# SELECTED PASSAGE start

# "BAD ITEM TYPE" in "Now Playing List"



## jeffshoaf (May 21, 2004)

Just had an odd issue with 6.3C. I was watching one of multiple shows in a folder and deleted it when it was complete. Rather than going back to the folder or even the full "Now Playing List", it jumped to the screen with the options to play or delete another program that wasn't even in a folder. I canceled that and went back to the "Now Playing List". Intermingled with the various recorded shows, there were several entries of "BAD ITEM TYPE."  Selecting or trying to delete (via the "Clear" key) any of those entries just gave me the audio "BONG".

I restarted the unit and the "Now Playing List" returned to normal. I did a search (both on Google and here) on "BAD ITEM TYPE" but didn't get any matches.

Anybody else seen anything like this?


----------



## Mark Lopez (Jan 1, 2000)

Not that exact problem, but I have had items that would not delete until after a reboot. Also seen oddities in Now Playing like 3 shows appearing to being recorded at the same time. Again, a reboot will usually fix it.


----------



## litzdog911 (Oct 18, 2002)

I've never heard of a "Bad Item Type" error. Hopefully a reboot clears it up. If not, could be a hard drive problem.


----------



## jeffshoaf (May 21, 2004)

litzdog911 said:


> I've never heard of a "Bad Item Type" error. Hopefully a reboot clears it up. If not, could be a hard drive problem.


Well, the restart seems to have cleared up the immediate issue and it hasn't returned; I've deleted other stuff now but I don't think any of it was in a folder. I'll probably watch and delete something else from a folder today.


----------



## ZippythePinHead (Feb 28, 2003)

I had this same problem last week. I didn't reboot but got out of the "Now Playing" list and came back in and it was fine. A few days later I went to the "Now Playing" list and right when it started to come up I saw a quick flash of the Bad Item Type listings but then everything came up correctly. 

I've also had the missed recording on last weeks office because "someone in your household changed your season pass" and last night Heros and 24 both had partial recordings. One was 8 minutes and the other was 12 minutes. This thing is starting to piss me off!


----------



## Belbo (Nov 30, 2008)

I have recently started seeing the "BAD ITEM TYPE" error appearing in "Now Playing" on my Series 2. I can't be entirely sure, but I think it started appearing after the Fall'08 SW upgrade (9.3.2) was pushed.

# SELECTED PASSAGE end

* _WHAT YOU NEED TO DO_
(a) In the forum thread, which software version was the first poster running when the problem occurred?
(b) Please reproduce the forum thread word for word between "I had this same" and "came up correctly.", inclusive.

# GIVEN ENTRIES start

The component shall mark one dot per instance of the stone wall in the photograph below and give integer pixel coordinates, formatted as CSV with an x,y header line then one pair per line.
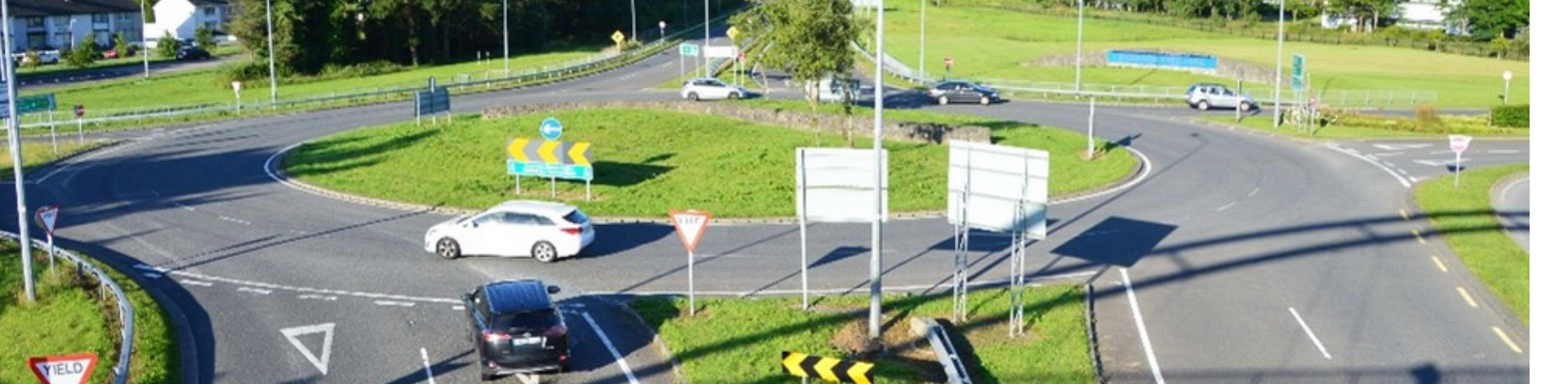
x,y
915,132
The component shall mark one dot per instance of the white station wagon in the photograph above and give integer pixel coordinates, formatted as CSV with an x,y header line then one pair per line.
x,y
545,230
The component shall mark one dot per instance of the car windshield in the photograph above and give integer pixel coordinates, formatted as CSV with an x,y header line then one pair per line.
x,y
529,322
577,217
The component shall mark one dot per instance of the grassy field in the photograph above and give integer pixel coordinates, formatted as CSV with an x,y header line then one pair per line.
x,y
649,162
69,319
1470,226
1010,41
1054,346
201,87
1375,127
41,153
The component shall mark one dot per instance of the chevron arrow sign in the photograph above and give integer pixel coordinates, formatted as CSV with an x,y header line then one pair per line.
x,y
548,151
826,368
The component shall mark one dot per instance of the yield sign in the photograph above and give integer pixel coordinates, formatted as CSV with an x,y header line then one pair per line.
x,y
327,344
71,368
46,218
690,226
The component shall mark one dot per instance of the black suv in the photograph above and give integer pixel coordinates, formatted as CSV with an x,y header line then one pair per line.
x,y
516,328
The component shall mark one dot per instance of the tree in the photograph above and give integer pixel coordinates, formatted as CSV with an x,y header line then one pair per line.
x,y
168,46
204,38
811,38
83,54
1496,18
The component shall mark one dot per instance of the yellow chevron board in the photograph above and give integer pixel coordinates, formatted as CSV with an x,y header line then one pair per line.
x,y
826,368
549,151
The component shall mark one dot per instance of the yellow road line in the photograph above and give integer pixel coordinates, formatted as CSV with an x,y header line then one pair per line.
x,y
1467,297
1506,339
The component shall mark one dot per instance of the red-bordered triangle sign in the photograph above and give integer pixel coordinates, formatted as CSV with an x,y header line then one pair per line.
x,y
71,368
690,226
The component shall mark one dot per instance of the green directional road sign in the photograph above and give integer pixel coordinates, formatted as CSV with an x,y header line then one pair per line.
x,y
1297,71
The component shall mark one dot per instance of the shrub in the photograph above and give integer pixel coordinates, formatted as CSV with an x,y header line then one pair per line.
x,y
168,46
1513,116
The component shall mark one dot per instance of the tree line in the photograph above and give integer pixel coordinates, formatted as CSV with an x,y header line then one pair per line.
x,y
314,35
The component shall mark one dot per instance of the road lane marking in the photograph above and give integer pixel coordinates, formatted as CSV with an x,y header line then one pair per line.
x,y
1468,300
1310,334
1506,339
1371,162
327,344
606,339
1137,315
429,375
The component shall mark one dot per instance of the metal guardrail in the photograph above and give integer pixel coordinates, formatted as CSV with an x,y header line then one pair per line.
x,y
127,333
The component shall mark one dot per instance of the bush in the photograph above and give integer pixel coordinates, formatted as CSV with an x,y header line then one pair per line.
x,y
1513,116
168,46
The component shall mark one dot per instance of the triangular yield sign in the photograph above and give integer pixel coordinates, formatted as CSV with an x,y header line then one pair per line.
x,y
73,368
327,344
690,226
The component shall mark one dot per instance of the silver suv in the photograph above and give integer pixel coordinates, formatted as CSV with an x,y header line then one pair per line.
x,y
1205,96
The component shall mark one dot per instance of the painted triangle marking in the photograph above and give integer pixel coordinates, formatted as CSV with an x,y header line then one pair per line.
x,y
690,226
327,344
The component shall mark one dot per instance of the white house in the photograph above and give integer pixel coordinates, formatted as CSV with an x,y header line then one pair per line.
x,y
180,19
60,24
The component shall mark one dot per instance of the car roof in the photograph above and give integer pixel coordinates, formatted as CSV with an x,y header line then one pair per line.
x,y
511,297
545,208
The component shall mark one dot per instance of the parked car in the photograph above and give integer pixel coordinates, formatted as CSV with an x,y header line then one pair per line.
x,y
516,328
1205,96
192,54
710,88
545,230
963,92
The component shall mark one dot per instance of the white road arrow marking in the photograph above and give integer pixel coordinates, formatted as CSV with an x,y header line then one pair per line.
x,y
327,344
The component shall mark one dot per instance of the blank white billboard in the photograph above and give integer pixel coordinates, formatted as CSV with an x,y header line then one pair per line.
x,y
838,185
998,189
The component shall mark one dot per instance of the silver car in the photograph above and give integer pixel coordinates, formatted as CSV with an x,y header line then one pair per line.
x,y
1205,96
710,88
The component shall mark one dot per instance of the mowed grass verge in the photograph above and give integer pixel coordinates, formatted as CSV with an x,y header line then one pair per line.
x,y
649,162
42,153
1470,226
1054,346
1010,46
68,319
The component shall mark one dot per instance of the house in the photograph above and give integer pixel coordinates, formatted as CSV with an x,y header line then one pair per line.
x,y
180,19
61,24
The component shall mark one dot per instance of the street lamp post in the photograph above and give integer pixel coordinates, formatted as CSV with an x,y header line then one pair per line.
x,y
272,56
1278,63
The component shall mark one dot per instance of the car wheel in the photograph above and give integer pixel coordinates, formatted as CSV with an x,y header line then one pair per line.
x,y
545,251
449,248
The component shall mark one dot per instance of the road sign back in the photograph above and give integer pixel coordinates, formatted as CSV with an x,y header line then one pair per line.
x,y
71,368
690,226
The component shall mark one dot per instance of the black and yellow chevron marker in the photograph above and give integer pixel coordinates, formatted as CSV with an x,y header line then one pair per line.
x,y
828,368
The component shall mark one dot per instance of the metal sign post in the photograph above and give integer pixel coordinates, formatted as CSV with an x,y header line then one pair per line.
x,y
690,226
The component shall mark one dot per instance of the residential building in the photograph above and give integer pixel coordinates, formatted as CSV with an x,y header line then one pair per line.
x,y
180,19
61,24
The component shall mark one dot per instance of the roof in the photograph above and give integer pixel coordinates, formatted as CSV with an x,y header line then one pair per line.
x,y
38,8
555,209
510,297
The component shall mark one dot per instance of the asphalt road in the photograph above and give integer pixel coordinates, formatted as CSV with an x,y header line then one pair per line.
x,y
1237,257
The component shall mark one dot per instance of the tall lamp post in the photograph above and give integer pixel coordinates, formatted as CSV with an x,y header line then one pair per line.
x,y
1278,63
272,56
16,159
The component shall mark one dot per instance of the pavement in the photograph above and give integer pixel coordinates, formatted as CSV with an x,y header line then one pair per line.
x,y
1236,257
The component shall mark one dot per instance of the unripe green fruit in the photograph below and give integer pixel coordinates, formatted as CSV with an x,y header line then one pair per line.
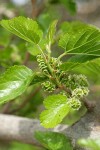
x,y
74,103
80,92
48,86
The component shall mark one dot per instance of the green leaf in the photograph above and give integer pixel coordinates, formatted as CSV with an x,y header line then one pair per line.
x,y
90,143
25,28
85,41
74,116
34,49
53,140
14,82
38,78
51,31
56,109
70,5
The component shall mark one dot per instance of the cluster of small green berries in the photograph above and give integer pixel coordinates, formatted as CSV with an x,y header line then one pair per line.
x,y
48,86
42,64
80,92
74,103
77,84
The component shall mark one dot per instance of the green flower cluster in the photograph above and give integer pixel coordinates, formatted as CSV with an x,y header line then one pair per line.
x,y
58,79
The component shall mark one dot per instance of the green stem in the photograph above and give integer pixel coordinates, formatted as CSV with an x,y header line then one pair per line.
x,y
62,55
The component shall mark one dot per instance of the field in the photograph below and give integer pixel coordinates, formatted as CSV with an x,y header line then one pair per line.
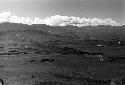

# GIVEN ENTRIES end

* _RESPONSES TO THE EXERCISE_
(a) 6.3C

(b)
I had this same problem last week. I didn't reboot but got out of the "Now Playing" list and came back in and it was fine. A few days later I went to the "Now Playing" list and right when it started to come up I saw a quick flash of the Bad Item Type listings but then everything came up correctly.